#### [TASK REQUIREMENTS]
Please output the entries below from the line that contains "Your task is to find eye in" through the final line, reproduced exactly and alone.

-- EXERCISE DATA follows --

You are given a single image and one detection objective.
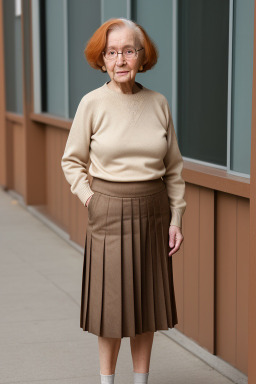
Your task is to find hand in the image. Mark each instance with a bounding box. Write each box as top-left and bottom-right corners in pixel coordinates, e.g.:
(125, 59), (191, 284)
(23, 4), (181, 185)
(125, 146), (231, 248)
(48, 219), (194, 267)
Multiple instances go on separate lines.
(168, 225), (184, 257)
(85, 194), (94, 208)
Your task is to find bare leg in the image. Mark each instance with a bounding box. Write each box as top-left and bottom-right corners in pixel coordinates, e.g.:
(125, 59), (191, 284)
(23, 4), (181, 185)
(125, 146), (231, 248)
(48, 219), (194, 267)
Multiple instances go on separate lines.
(98, 336), (121, 375)
(130, 331), (154, 373)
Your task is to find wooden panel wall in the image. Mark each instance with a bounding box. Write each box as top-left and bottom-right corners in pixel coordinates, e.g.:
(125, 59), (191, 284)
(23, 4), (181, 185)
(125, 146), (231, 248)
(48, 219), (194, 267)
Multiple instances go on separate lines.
(216, 192), (249, 374)
(173, 186), (249, 374)
(3, 120), (25, 197)
(45, 126), (88, 246)
(13, 123), (25, 197)
(173, 183), (215, 354)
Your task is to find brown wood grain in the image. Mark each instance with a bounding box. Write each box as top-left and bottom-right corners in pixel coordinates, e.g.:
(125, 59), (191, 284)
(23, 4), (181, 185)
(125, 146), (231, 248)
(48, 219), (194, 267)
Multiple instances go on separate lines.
(198, 187), (214, 353)
(174, 184), (215, 353)
(13, 123), (25, 196)
(236, 198), (249, 374)
(183, 184), (200, 340)
(216, 192), (237, 366)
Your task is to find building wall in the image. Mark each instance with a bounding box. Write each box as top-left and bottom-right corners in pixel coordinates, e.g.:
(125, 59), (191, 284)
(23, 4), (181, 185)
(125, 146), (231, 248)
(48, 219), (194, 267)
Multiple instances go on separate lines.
(1, 0), (255, 380)
(173, 186), (249, 374)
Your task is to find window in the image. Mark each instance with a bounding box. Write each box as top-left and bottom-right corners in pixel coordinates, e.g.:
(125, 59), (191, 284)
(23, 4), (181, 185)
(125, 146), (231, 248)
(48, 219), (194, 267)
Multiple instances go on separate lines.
(133, 0), (173, 106)
(32, 0), (107, 119)
(177, 0), (229, 167)
(101, 0), (130, 23)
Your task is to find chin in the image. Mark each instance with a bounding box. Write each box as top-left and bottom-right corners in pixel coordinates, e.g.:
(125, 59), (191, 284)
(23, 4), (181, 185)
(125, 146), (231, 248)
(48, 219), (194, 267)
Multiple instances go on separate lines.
(114, 76), (132, 83)
(116, 78), (129, 82)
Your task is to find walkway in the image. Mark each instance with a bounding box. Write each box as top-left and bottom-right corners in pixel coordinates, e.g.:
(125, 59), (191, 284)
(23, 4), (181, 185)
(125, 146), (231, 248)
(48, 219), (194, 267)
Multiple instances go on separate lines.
(0, 188), (234, 384)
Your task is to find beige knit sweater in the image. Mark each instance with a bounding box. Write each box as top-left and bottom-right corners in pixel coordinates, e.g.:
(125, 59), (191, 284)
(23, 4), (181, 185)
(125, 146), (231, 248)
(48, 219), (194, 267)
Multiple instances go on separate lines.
(61, 81), (186, 227)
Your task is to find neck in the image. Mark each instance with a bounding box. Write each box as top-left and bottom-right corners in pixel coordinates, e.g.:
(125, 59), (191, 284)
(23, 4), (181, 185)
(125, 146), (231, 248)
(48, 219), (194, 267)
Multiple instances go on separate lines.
(107, 80), (140, 94)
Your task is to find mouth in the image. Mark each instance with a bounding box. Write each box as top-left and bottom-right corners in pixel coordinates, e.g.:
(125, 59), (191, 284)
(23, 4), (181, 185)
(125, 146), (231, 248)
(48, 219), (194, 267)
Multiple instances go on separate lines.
(116, 71), (129, 74)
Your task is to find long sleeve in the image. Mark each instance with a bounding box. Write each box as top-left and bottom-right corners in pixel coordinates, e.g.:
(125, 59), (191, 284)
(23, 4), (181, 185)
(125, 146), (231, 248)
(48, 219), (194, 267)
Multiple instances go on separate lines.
(61, 96), (95, 205)
(162, 104), (186, 228)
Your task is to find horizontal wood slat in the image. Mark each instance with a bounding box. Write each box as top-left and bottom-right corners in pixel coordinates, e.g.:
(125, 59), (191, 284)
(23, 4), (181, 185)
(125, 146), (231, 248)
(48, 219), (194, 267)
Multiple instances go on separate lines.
(183, 161), (250, 198)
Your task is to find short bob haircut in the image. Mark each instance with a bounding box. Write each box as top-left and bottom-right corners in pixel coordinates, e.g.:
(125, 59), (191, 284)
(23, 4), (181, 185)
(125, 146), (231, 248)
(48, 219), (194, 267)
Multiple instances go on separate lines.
(85, 18), (158, 73)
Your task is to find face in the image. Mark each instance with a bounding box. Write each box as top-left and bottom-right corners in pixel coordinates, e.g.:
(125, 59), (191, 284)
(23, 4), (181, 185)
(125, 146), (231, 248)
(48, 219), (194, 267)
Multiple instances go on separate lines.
(102, 27), (145, 85)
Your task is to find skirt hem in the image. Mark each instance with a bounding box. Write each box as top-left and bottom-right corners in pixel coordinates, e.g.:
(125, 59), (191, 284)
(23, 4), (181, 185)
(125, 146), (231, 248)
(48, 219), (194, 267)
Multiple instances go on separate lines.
(79, 323), (178, 339)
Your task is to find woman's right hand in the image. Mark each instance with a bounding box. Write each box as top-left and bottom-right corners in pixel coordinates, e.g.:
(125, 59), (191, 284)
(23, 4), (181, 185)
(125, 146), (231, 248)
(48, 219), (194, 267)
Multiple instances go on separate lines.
(85, 194), (94, 208)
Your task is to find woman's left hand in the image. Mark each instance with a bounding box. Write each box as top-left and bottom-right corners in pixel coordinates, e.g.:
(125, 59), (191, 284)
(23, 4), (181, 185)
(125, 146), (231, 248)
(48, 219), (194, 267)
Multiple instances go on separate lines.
(168, 225), (184, 257)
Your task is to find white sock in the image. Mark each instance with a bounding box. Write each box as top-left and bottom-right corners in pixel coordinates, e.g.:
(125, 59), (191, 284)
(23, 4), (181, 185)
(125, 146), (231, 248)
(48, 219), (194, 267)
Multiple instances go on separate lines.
(133, 371), (149, 383)
(100, 372), (115, 384)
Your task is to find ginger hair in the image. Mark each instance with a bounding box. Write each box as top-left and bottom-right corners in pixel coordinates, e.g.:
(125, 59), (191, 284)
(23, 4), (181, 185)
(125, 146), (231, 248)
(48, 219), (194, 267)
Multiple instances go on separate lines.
(84, 18), (158, 73)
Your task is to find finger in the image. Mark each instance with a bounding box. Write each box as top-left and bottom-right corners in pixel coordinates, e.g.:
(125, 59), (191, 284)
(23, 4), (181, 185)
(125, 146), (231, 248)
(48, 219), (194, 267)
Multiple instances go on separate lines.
(169, 231), (176, 248)
(169, 232), (180, 249)
(169, 237), (183, 256)
(169, 243), (180, 256)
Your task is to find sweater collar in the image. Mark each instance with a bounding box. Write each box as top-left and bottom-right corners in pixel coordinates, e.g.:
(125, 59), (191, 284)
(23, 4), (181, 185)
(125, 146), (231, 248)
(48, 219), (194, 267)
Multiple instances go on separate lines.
(102, 81), (145, 98)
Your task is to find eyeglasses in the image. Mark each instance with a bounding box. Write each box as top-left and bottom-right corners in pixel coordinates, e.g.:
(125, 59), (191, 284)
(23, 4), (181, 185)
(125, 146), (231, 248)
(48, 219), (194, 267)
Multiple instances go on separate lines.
(102, 47), (144, 61)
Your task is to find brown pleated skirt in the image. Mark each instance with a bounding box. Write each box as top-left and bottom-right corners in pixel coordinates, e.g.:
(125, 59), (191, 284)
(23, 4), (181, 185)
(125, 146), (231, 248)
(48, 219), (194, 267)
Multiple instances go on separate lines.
(80, 176), (178, 338)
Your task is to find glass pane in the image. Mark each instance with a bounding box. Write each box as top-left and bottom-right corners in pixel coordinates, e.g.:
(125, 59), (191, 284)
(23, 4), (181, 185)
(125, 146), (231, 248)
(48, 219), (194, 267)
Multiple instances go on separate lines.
(42, 0), (67, 117)
(230, 0), (254, 175)
(101, 0), (128, 22)
(133, 0), (173, 106)
(178, 0), (229, 166)
(68, 0), (108, 118)
(3, 0), (23, 114)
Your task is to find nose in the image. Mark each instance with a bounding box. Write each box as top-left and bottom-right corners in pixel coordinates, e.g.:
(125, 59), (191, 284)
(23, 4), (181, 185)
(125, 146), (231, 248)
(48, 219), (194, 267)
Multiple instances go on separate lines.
(116, 52), (126, 65)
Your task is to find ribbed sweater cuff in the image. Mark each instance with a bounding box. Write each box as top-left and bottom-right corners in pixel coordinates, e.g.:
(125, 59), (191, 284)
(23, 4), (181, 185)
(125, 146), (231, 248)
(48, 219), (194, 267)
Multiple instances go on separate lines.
(170, 208), (183, 228)
(77, 184), (94, 206)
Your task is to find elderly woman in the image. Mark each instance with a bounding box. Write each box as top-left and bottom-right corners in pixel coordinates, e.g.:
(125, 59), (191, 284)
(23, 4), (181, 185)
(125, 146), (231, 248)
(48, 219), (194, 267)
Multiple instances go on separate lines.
(61, 17), (186, 384)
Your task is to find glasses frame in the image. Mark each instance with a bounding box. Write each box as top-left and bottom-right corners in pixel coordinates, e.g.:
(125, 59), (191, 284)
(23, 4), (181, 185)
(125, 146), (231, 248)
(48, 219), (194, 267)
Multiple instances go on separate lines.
(102, 47), (144, 61)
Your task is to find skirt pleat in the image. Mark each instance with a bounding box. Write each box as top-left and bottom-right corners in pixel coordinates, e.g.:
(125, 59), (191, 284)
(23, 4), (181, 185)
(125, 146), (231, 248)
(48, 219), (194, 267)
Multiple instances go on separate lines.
(102, 196), (122, 338)
(80, 229), (91, 331)
(131, 198), (143, 334)
(87, 228), (105, 335)
(80, 177), (178, 338)
(144, 197), (156, 331)
(122, 198), (136, 337)
(138, 197), (149, 331)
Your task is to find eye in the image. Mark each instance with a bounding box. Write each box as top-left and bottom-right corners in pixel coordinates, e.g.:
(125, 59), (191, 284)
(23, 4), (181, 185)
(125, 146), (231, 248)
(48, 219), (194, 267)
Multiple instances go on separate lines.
(125, 48), (135, 55)
(106, 50), (116, 56)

-- EXERCISE DATA concluded --

#### [RESULT BELOW]
Your task is to find eye in the image. Mark each instance with a bounding box. Write each box as top-left and bottom-right corners in pixel coordinates, e.g.:
(125, 59), (191, 284)
(23, 4), (181, 185)
(125, 146), (231, 248)
(48, 219), (194, 267)
Multiple instances go on separate lines.
(125, 48), (135, 55)
(106, 50), (116, 56)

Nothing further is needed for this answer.